> Dataset entries:
[start]
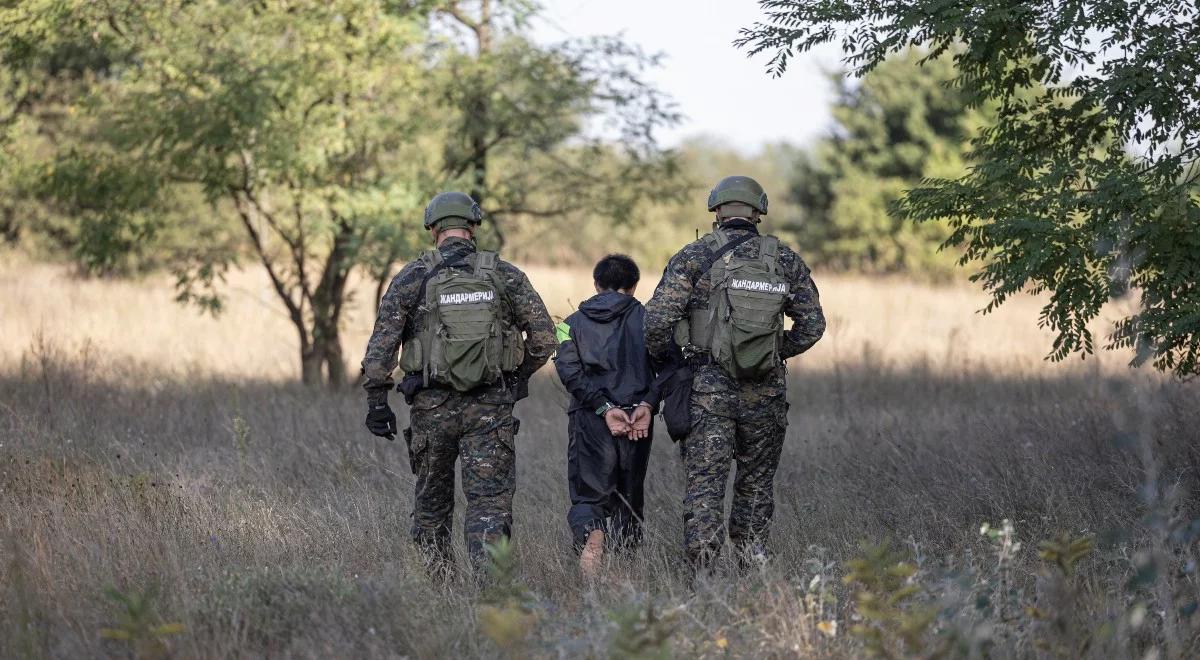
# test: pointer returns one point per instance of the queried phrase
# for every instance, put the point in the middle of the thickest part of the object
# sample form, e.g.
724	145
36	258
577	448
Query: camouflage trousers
447	427
737	429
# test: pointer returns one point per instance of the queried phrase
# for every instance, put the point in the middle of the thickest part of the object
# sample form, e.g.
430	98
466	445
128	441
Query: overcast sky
696	37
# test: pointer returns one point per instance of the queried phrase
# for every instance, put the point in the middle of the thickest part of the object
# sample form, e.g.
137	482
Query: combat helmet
738	189
449	210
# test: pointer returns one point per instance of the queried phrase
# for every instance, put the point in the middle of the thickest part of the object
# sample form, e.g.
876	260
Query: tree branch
294	312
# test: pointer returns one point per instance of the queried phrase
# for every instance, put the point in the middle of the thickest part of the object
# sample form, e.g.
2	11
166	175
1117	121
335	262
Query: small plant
1061	627
241	441
507	616
139	624
642	633
1066	551
894	623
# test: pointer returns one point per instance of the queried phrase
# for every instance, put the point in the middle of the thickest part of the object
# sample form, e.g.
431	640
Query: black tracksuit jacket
601	358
[end]
> Problem: Copy every one of the entries above word for word, but leave out the pictures.

> Written solution:
# test: pointer returns one point per instance of the queried phrase
# for every instance, put the point in the middle of the thickest part of the object
# sample form, e.g.
724	145
36	258
577	448
Query: camouflage trousers
447	427
737	429
# test: pointer returns one point per instance of the queried phrase
# for every instance, put the point in the middle of the thickest part of the object
# sample form, e.g.
430	98
466	445
128	441
Query: overcast sky
696	37
# test: pointer returns one point per instance of the queried phrase
# for every instance, put the point in the middle of the thickest part of the object
# sample form, e.g.
137	482
Query: combat helmet
738	189
449	210
# test: pointer returns one point per instance of the queried phrase
# for every instance, put the point in the middle of the thickest part of the object
# sample form, e.g.
876	260
Query: tree branch
294	312
# test: pointer returns one point per instance of the queried phrase
# for every instance, put the point in the middle of the thickest part of the object
# sample form, e.g.
2	11
166	175
1117	121
335	262
Query: small plant
1061	627
241	441
507	616
139	624
642	633
1066	551
894	623
# test: pointer returns one point per instance of the queried phrase
# for every instance, put the point in the middle of the thickest part of the object
# sample form, e.g.
431	640
Query: black tracksuit jacket
601	358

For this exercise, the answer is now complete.